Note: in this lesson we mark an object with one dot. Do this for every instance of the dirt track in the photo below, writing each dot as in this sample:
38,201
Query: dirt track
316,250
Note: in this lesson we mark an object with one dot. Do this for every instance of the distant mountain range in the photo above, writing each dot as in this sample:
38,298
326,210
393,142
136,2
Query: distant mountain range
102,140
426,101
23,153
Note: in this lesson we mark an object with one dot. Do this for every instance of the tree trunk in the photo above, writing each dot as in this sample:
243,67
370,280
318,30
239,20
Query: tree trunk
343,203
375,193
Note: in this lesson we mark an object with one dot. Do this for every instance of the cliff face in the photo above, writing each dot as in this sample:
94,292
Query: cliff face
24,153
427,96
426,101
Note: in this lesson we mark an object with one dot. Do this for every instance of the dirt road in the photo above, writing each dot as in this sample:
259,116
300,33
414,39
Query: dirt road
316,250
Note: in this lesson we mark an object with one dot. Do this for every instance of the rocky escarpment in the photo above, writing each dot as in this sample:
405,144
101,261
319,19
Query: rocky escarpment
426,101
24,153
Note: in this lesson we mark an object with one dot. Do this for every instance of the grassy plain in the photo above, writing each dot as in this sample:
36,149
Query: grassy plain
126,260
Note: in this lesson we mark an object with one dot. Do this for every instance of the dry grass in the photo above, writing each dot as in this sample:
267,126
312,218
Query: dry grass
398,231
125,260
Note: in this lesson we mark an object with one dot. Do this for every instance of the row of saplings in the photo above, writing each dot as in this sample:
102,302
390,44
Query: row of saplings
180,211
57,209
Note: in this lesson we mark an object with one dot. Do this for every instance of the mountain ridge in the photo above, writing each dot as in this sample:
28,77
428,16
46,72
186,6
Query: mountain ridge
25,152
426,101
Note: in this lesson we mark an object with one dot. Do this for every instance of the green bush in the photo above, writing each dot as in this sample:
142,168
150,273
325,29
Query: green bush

Your task: Return the material above verbatim, every line in its original order and with nothing added, dropped, or altered.

Problem solution:
Note: in this lesson we mark an object with one dot. Do this for every instance of the dirt track in the photo below, writing each dot as in this sample:
38,201
Query: dirt track
316,250
Note: in this lesson we mark an object with one dot. Do this for every instance of the distant mountain range in the photo above, writing each dot as in this sample:
38,298
326,210
393,142
136,2
Query: distant mountain range
102,140
426,101
23,153
Note: in this lesson we mark an object with one dot. Do this for every instance of the tree trunk in the photo above, writing each dot as in this sample:
243,67
370,280
318,30
239,20
Query: tree trunk
343,203
375,193
Note: in this lesson we mark an object with one dot. Do this for every instance of the cliff face in the photo above, writing each dot as in this sample:
94,292
Query: cliff face
24,153
427,96
426,101
Note: in this lesson we mark an object with one dot. Do this for every instance of the dirt road in the photo above, writing each dot as in this sample:
259,116
300,33
414,39
Query: dirt road
316,250
Note: in this lesson we mark an object with one dot. Do this for every instance of the rocky escarpment in the photo above, writing each dot as in this sample:
405,144
101,261
319,19
Query: rocky escarpment
426,101
24,153
Note: in this lesson we mark an object with one dot. Do this for every instance of the grassy plain in the photo above, writing each dot as in this sample:
36,149
Query: grassy plain
126,260
Note: in this lesson we mark an object with one dot. Do this for every instance of the dry grass in the photo above, writing each dot as in this sample:
267,126
312,218
Query: dry grass
398,231
125,260
Note: in this lesson we mark an object with one dot. Do this for every instance of the row of saplings in the photo above, writing each dot as in this sample:
102,302
390,44
Query: row of saplings
180,211
57,209
Note: in this lesson we mark an object with one dot. Do this for every instance of the mountain ridge in the photo above, writing each dot as in this sample:
28,77
428,16
46,72
186,6
Query: mountain ridge
25,152
426,101
Note: in this lesson we mark an object with one dot. Do this for every instance of the green bush in the photo above, writing each dot as in this sample:
142,168
150,273
325,29
Query: green bush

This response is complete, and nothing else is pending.